PROBLEM TO SOLVE
Reproduce the stretch of entries from the line containing "Where can you see the car window" through the end of the entries. Swap "Drop a dot" for "Mark a point" each time it occurs, and leave everything else unchanged.

⁂

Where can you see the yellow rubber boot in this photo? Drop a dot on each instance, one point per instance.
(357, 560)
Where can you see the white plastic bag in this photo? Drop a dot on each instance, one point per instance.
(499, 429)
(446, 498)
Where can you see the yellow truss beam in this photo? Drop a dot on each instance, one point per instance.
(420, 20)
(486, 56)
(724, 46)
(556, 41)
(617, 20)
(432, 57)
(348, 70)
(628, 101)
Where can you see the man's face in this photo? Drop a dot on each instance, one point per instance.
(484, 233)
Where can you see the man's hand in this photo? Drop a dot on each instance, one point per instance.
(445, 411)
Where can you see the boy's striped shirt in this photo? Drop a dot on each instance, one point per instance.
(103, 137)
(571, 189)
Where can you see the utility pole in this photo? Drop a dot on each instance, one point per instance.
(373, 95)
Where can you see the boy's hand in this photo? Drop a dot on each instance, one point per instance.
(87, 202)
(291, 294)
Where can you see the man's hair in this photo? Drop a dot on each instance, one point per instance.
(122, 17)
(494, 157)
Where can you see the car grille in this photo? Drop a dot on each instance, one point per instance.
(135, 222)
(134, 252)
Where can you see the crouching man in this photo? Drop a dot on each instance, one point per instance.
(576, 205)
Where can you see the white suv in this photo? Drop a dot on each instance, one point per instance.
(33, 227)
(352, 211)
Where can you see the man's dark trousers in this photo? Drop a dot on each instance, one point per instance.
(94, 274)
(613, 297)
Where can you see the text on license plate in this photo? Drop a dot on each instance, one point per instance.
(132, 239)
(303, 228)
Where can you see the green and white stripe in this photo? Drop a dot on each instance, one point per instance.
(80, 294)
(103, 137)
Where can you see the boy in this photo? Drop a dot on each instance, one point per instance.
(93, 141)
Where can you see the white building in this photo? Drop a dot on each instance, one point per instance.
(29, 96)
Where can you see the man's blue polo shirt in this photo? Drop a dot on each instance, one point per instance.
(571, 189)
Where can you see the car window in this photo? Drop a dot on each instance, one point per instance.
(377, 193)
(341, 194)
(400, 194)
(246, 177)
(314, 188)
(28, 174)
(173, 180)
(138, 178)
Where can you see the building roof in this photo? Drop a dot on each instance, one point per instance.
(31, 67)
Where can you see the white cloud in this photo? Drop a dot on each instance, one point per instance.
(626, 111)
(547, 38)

⁂

RESULT OF THIS EXERCISE
Where can you see the car window in this photo? Mark a point on each instance, one point per instance.
(377, 193)
(341, 194)
(400, 194)
(246, 177)
(314, 188)
(28, 174)
(173, 180)
(138, 178)
Where can you see the building roof in this photo? Mark a point on each instance, one point per instance.
(31, 67)
Where can you see the white cloud in this photo? Mark a point on each instance, one point per instance.
(626, 111)
(547, 38)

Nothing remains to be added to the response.